-- SET OF TASKS --
[a] Answer these questions from the text on Chan, one answer per line, marked (i), (ii), (iii) to match:
(i) What does the heading call Chan?
(ii) In which century, according to legend, did Bodhidharma bring a variety of Dhyana yoga to southern China?
(iii) Which faction prevailed in the kingdom of the Pallavas?
[b] State how many lines of the records contain the word "distant", counting case as significant, and reply with the number only.

** Start of DOCUMENT SECTION **

Inadvertent naturalistic calligraphic tendencies of literati colour-field non-figuration whose outcomes exemplify not the expression of the individual or its cult but serve the collective documentation, curation and advancement of ascetic-arts knowledge.

Chan: a little Buddhist, more Taoist

1. Legend holds that in the 6th century Indian ascetic named Bodhidharma conveyed a variety of Dhyana yoga to certain spiritual communities in southern China. Yet consider that this enterprising Kanchipuram Brahmin may have never even deemed himself a "Buddhist" per se. In those days, Brahmins would not have regarded their requisite act of renunciation so much in terms of sectarian Bauddha as in the more remotely traditional sense of sannyasa ashrama. I say this in view of the political fact that Bauddha prevailed in the kingdom of the Pallavas, thriving over Jaina, Vaishnava and Shaiva factions. As sannyasin culture is essentially marked by the total and complete repudiation of all sectarian and communal identifications, I strongly suggest that the yogi Bodhidharma would never have become a Buddhist as such. In fact, one wonders if it wasn't precisely Buddh-ism that drove him out to sea.

** End of DOCUMENT SECTION **
** Start of MATERIAL TO PROCESS **

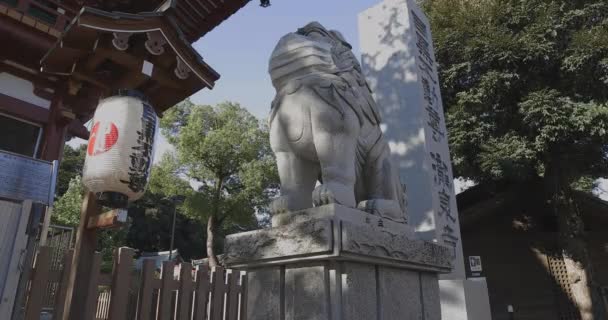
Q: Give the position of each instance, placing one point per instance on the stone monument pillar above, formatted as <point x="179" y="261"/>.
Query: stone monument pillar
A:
<point x="399" y="64"/>
<point x="333" y="262"/>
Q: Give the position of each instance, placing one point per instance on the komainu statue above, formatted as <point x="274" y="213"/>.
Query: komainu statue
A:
<point x="325" y="127"/>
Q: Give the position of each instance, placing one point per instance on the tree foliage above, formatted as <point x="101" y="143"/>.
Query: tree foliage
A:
<point x="224" y="151"/>
<point x="66" y="211"/>
<point x="526" y="86"/>
<point x="71" y="165"/>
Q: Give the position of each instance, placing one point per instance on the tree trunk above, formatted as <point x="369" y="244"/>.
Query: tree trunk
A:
<point x="573" y="246"/>
<point x="213" y="225"/>
<point x="211" y="241"/>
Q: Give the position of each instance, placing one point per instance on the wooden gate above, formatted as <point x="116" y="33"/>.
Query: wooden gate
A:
<point x="13" y="240"/>
<point x="192" y="294"/>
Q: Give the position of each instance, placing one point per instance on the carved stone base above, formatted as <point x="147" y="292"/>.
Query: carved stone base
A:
<point x="326" y="264"/>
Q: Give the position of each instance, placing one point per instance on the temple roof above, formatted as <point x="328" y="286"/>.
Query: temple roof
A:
<point x="146" y="52"/>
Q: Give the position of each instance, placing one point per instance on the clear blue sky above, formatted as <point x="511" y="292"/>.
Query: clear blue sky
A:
<point x="240" y="47"/>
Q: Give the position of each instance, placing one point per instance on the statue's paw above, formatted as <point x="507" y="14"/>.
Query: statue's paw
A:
<point x="279" y="205"/>
<point x="388" y="209"/>
<point x="322" y="195"/>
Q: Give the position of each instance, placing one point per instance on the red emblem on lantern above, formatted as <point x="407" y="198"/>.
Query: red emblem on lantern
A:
<point x="103" y="136"/>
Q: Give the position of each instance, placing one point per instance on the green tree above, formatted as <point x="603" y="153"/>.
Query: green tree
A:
<point x="66" y="211"/>
<point x="525" y="84"/>
<point x="71" y="165"/>
<point x="225" y="152"/>
<point x="151" y="216"/>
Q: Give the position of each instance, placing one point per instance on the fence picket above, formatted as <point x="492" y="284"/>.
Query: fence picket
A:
<point x="39" y="284"/>
<point x="146" y="291"/>
<point x="243" y="296"/>
<point x="185" y="292"/>
<point x="90" y="307"/>
<point x="63" y="286"/>
<point x="121" y="283"/>
<point x="166" y="291"/>
<point x="202" y="293"/>
<point x="232" y="303"/>
<point x="217" y="293"/>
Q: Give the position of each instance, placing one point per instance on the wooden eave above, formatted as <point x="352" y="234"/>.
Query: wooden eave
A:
<point x="83" y="51"/>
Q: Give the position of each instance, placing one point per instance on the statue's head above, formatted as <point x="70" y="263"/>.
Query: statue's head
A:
<point x="317" y="31"/>
<point x="311" y="49"/>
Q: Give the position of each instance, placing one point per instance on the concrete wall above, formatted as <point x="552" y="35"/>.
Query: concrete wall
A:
<point x="21" y="89"/>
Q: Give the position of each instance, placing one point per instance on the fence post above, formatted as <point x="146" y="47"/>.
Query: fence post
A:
<point x="243" y="296"/>
<point x="232" y="298"/>
<point x="90" y="304"/>
<point x="185" y="292"/>
<point x="166" y="291"/>
<point x="121" y="283"/>
<point x="39" y="284"/>
<point x="84" y="253"/>
<point x="202" y="293"/>
<point x="63" y="285"/>
<point x="146" y="288"/>
<point x="217" y="293"/>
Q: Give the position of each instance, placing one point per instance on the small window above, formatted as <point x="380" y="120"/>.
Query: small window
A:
<point x="18" y="136"/>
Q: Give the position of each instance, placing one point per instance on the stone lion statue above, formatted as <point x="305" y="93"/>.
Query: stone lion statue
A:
<point x="325" y="127"/>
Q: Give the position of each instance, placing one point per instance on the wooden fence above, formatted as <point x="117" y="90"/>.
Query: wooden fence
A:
<point x="192" y="295"/>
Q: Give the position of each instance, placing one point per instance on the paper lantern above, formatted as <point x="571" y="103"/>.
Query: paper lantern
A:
<point x="121" y="148"/>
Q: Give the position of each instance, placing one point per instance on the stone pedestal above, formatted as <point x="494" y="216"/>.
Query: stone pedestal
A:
<point x="333" y="262"/>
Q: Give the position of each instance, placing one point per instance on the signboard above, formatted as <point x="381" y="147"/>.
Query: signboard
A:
<point x="475" y="264"/>
<point x="438" y="155"/>
<point x="25" y="178"/>
<point x="399" y="64"/>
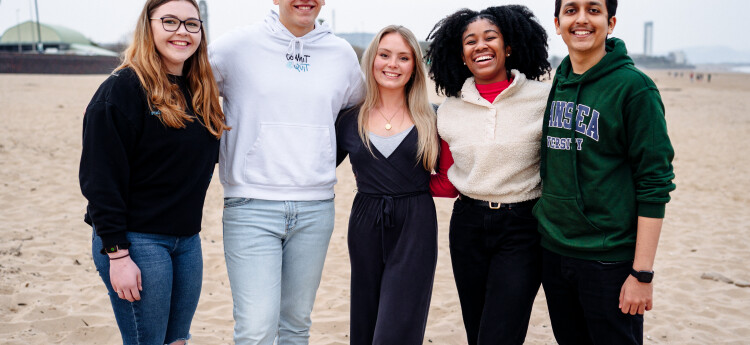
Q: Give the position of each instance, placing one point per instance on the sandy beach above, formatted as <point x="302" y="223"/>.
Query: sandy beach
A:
<point x="50" y="292"/>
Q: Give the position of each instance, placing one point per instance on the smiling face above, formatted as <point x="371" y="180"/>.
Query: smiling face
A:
<point x="484" y="52"/>
<point x="298" y="16"/>
<point x="175" y="47"/>
<point x="394" y="62"/>
<point x="584" y="27"/>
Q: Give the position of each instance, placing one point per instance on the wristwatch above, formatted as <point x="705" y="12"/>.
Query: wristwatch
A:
<point x="115" y="248"/>
<point x="642" y="276"/>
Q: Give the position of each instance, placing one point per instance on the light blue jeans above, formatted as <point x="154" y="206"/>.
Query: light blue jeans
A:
<point x="275" y="252"/>
<point x="171" y="274"/>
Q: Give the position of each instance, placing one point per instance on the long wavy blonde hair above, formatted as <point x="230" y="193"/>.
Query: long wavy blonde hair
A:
<point x="165" y="96"/>
<point x="420" y="109"/>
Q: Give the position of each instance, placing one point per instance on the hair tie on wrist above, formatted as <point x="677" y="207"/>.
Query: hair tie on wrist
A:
<point x="117" y="258"/>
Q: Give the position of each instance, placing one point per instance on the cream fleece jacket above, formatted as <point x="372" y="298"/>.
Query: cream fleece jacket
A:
<point x="495" y="146"/>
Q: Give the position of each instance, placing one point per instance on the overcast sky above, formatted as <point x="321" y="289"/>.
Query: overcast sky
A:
<point x="678" y="24"/>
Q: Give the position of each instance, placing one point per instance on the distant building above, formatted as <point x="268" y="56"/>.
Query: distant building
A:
<point x="678" y="57"/>
<point x="648" y="38"/>
<point x="55" y="39"/>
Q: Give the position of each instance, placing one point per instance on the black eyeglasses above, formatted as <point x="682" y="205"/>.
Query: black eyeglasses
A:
<point x="172" y="24"/>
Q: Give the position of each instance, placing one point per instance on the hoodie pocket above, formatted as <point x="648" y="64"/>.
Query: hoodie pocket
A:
<point x="291" y="155"/>
<point x="562" y="222"/>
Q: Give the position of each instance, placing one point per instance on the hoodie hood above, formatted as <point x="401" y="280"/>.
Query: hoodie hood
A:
<point x="296" y="45"/>
<point x="616" y="57"/>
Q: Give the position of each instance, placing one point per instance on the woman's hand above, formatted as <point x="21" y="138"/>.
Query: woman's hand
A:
<point x="125" y="276"/>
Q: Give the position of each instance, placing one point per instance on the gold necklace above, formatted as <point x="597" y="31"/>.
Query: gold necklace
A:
<point x="387" y="120"/>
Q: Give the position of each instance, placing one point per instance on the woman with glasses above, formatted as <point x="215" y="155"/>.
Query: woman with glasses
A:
<point x="392" y="143"/>
<point x="150" y="143"/>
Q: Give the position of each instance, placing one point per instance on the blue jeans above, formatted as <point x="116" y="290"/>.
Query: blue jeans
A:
<point x="275" y="252"/>
<point x="171" y="274"/>
<point x="583" y="298"/>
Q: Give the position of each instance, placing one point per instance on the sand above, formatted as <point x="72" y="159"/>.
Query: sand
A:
<point x="50" y="292"/>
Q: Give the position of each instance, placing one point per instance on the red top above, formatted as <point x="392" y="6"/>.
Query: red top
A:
<point x="440" y="186"/>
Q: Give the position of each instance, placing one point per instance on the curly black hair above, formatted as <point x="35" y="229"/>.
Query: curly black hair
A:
<point x="520" y="29"/>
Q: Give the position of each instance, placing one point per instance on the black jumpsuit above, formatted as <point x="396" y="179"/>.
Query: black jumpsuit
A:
<point x="392" y="239"/>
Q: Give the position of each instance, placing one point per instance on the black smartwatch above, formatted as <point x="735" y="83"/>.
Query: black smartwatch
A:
<point x="115" y="248"/>
<point x="643" y="276"/>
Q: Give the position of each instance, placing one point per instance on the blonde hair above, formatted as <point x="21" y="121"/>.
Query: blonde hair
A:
<point x="165" y="96"/>
<point x="420" y="109"/>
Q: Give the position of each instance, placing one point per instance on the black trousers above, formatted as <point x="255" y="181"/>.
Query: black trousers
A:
<point x="393" y="268"/>
<point x="583" y="298"/>
<point x="496" y="260"/>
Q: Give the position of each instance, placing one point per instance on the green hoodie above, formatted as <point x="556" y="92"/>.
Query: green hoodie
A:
<point x="606" y="158"/>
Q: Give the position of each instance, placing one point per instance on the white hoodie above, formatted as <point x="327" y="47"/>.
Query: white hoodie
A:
<point x="281" y="97"/>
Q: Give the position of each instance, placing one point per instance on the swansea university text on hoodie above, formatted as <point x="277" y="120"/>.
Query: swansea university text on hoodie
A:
<point x="281" y="97"/>
<point x="606" y="158"/>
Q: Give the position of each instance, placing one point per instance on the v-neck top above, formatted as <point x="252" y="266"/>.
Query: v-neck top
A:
<point x="386" y="145"/>
<point x="398" y="174"/>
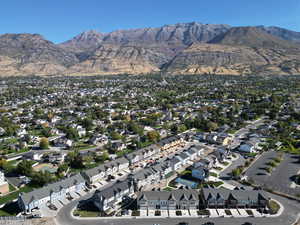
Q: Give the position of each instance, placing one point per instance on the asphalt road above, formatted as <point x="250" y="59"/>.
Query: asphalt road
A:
<point x="288" y="217"/>
<point x="279" y="179"/>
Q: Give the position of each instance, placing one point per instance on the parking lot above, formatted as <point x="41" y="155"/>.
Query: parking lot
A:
<point x="280" y="178"/>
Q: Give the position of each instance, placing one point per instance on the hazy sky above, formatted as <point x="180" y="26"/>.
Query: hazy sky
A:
<point x="59" y="20"/>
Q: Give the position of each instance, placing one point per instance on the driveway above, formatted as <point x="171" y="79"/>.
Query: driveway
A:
<point x="279" y="180"/>
<point x="226" y="174"/>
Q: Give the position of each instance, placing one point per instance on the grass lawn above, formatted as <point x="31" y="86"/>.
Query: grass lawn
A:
<point x="213" y="174"/>
<point x="14" y="195"/>
<point x="11" y="209"/>
<point x="168" y="189"/>
<point x="85" y="213"/>
<point x="274" y="207"/>
<point x="11" y="188"/>
<point x="203" y="212"/>
<point x="226" y="163"/>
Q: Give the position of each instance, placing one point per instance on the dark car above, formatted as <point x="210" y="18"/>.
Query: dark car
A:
<point x="183" y="223"/>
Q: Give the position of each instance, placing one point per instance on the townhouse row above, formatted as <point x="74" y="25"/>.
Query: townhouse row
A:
<point x="52" y="193"/>
<point x="202" y="199"/>
<point x="64" y="188"/>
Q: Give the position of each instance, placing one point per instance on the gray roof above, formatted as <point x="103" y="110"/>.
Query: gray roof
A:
<point x="48" y="189"/>
<point x="237" y="194"/>
<point x="177" y="195"/>
<point x="174" y="160"/>
<point x="113" y="189"/>
<point x="183" y="155"/>
<point x="94" y="171"/>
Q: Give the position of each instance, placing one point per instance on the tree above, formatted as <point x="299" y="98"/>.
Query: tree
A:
<point x="211" y="126"/>
<point x="44" y="143"/>
<point x="62" y="169"/>
<point x="41" y="178"/>
<point x="87" y="123"/>
<point x="25" y="168"/>
<point x="115" y="135"/>
<point x="153" y="136"/>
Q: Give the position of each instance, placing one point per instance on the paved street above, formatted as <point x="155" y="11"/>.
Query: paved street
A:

** End of MATERIAL TO PROCESS **

-- SOLUTIONS TO THE PROBLEMS --
[a]
(i) A little Buddhist, more Taoist.
(ii) The 6th century.
(iii) Bauddha.

[b] 2